### Kutipan Pilihan
Kamis, 25 September 2014

PEMIMPIN

Bila ada kelompok dalam masyarakat yang menolak pemimpin pada berbagai tingkat karena alasan agama, rasanya sah-sah saja. Dalam negara demokrasi aspirasi seperti itu tak masalah untuk disampaikan ke lembaga perwakilan rakyat atau disuarakan di media massa.

Tetapi bila kelompok itu memaksakan kehendak, pemimpin harus berasal dari agama yang sama dengan agama mereka, dan orang dari agama lain tidak boleh menjadi pemimpin, maka tindakan pemaksaan kehendak ini sudah bertentangan dengan dasar Negara Kesatuan Republik Indonesia (NKRI) yaitu Pancasila dan UUD 45.

NKRI bukan negara agama. Karena itu ketentuan agama apapun tidak dapat digunakan untuk pengaturan masyarakat majemuk yang terdiri dari banyak agama. Negara dan pemerintah harus bersikap tegas menghadapi kelompok yang memaksakan kehendak ini.

Pemilihan pemimpin pada berbagai tingkat yaitu walikota/bupati, gubernur dan presiden dilakukan secara langsung oleh rakyat. Jika yang menang adalah orang yang tidak seagama dengan kelompok tertentu, bahkan dengan penganut agama mayoritas, maka kemenangan itu harus dihargai dan diterima. Jika tidak puas dengan hasil pemilihan langsung itu, silahkan menggugat ke Mahkamah Konstitusi.

NKRI adalah negara hukum. Pancasila dan UUD 45 adalah sumber hukum dan hukum tertinggi. Jika ada fihak yang tidak dapat menerima itu silahkan melakukan dua pilihan yaitu usahakan perubahan dengan cara demokratis atau  pindahlah ke negara yang sesuai dengan keyakinan yang diperjuangkan itu.
######
### Bagian Data
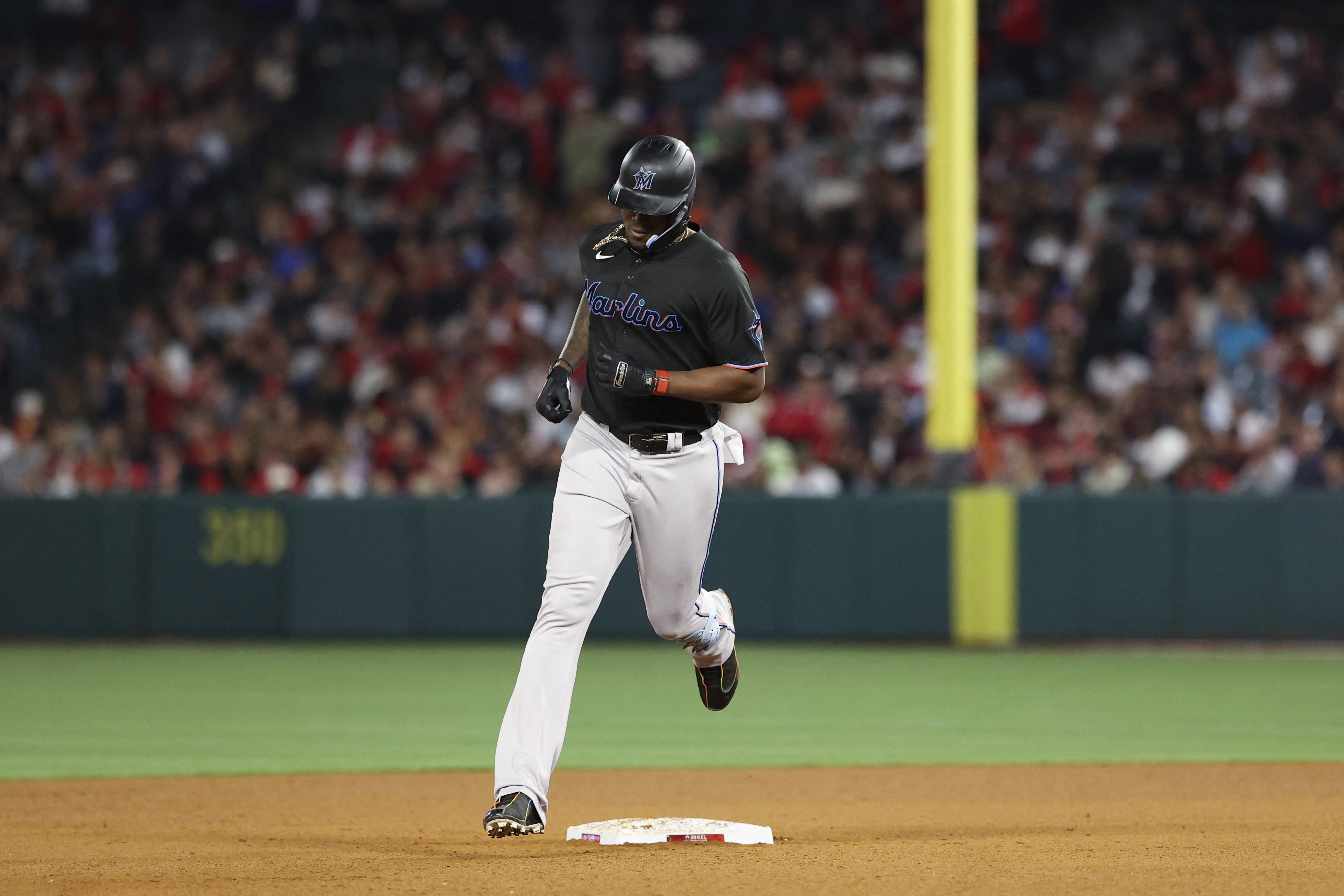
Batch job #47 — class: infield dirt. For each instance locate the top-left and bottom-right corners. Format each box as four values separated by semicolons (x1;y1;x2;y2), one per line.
######
Soal dan Tugas:
• A. Tampilkan bagian dari kutipan tentang pemimpin, seluruhnya mulai dari "Bila ada kelompok" terus ke bawah hingga "dan UUD 45.", tanpa mengubah apa pun.
• B. Menurut kutipan tentang pemimpin, ke mana pihak yang tidak puas dengan hasil pemilihan langsung dipersilakan menggugat?
Daftar di atas sama sekali tidak berperan dalam latihan ini.

Kunci Jawaban:
• A.
Bila ada kelompok dalam masyarakat yang menolak pemimpin pada berbagai tingkat karena alasan agama, rasanya sah-sah saja. Dalam negara demokrasi aspirasi seperti itu tak masalah untuk disampaikan ke lembaga perwakilan rakyat atau disuarakan di media massa.

Tetapi bila kelompok itu memaksakan kehendak, pemimpin harus berasal dari agama yang sama dengan agama mereka, dan orang dari agama lain tidak boleh menjadi pemimpin, maka tindakan pemaksaan kehendak ini sudah bertentangan dengan dasar Negara Kesatuan Republik Indonesia (NKRI) yaitu Pancasila dan UUD 45.

• B. Ke Mahkamah Konstitusi.